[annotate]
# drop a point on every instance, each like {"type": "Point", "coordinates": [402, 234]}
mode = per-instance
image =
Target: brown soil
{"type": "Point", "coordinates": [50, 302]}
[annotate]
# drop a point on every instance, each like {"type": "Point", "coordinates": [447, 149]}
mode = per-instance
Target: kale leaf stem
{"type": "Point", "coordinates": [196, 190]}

══════

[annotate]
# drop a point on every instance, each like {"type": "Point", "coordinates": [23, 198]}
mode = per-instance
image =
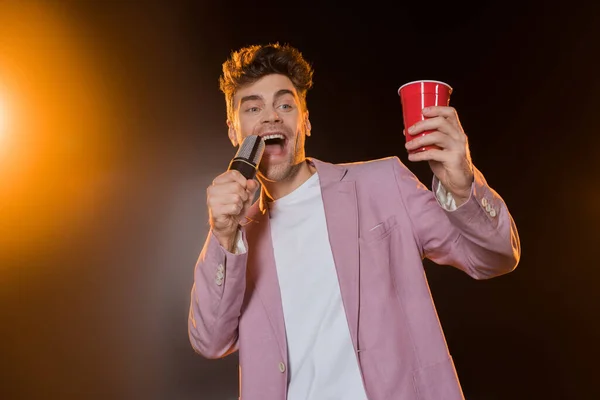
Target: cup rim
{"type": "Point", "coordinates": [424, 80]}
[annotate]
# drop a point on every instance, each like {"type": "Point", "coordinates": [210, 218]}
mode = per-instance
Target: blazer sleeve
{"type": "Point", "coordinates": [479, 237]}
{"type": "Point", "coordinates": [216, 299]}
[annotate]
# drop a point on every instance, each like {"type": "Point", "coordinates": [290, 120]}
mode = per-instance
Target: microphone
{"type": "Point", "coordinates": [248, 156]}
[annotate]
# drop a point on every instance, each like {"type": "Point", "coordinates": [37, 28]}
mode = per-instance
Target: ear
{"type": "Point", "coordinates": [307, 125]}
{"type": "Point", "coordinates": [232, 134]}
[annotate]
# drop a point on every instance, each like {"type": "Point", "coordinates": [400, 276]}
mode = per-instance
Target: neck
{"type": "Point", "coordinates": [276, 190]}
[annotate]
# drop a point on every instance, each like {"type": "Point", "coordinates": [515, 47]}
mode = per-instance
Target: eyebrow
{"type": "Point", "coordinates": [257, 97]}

══════

■ Work to complete ■
Extract each line of the data above that contains the string "Target".

■ Exercise answer ■
Target: brown soil
Target: kale leaf stem
Target: cup rim
Target: blazer sleeve
Target: microphone
Target: ear
Target: neck
Target: eyebrow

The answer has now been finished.